▸ **AIM OF THE TASK**
Copy every line of the listing below word for word, leaving out the pictures.

▸ **DATA TO USE**
---------------
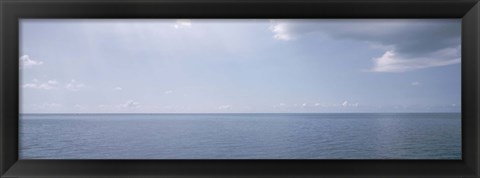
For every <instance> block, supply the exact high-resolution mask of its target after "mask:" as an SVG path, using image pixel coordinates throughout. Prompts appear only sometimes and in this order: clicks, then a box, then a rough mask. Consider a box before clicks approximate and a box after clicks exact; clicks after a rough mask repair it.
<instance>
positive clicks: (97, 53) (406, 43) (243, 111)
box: [19, 19, 461, 113]
mask: <svg viewBox="0 0 480 178" xmlns="http://www.w3.org/2000/svg"><path fill="white" fill-rule="evenodd" d="M460 26H461V21H460V19H436V20H433V19H410V20H406V19H370V20H367V19H365V20H349V19H343V20H329V19H323V20H292V19H290V20H289V19H280V20H269V19H250V20H213V19H211V20H208V19H193V20H187V19H182V20H177V19H157V20H99V19H96V20H72V19H69V20H41V19H24V20H21V22H20V30H21V36H20V42H21V46H20V54H19V55H20V59H19V62H20V74H21V84H20V89H21V96H20V102H21V106H20V108H21V111H20V112H21V113H225V112H228V113H252V112H255V113H258V112H269V113H272V112H273V113H283V112H300V113H303V112H320V113H321V112H459V111H460V107H461V106H460V101H461V100H460V96H461V91H460V87H461V83H460V79H461V76H460V71H461V68H460V62H461V60H460V58H461V57H460V31H461V30H460Z"/></svg>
---------------
▸ **TASK RESPONSE**
For every <instance> block, supply the exact high-resolution mask of its target after "mask:" as an SVG path, using image pixel coordinates throughout. Prompts appear only sometimes and in this order: clicks, then a box, then a rough mask. Consider a box before clicks approximate and a box after clicks exact; clicks after a rough mask repair it.
<instance>
positive clicks: (97, 53) (406, 43) (243, 111)
box: [19, 19, 461, 113]
mask: <svg viewBox="0 0 480 178" xmlns="http://www.w3.org/2000/svg"><path fill="white" fill-rule="evenodd" d="M460 26H461V21H460V19H436V20H433V19H410V20H406V19H370V20H367V19H365V20H349V19H343V20H329V19H323V20H292V19H290V20H289V19H280V20H269V19H250V20H213V19H211V20H208V19H193V20H187V19H182V20H177V19H157V20H99V19H96V20H72V19H69V20H41V19H24V20H21V22H20V30H21V36H20V42H21V46H20V54H19V55H20V59H19V62H20V74H21V84H20V89H21V96H20V102H21V106H20V108H21V111H20V112H21V113H225V112H228V113H252V112H255V113H258V112H269V113H272V112H273V113H283V112H300V113H303V112H320V113H321V112H459V111H460V107H461V106H460V101H461V100H460V96H461V91H460V87H461V83H460V79H461V76H460V71H461V68H460V62H461V60H460V58H461V57H460V31H461V30H460Z"/></svg>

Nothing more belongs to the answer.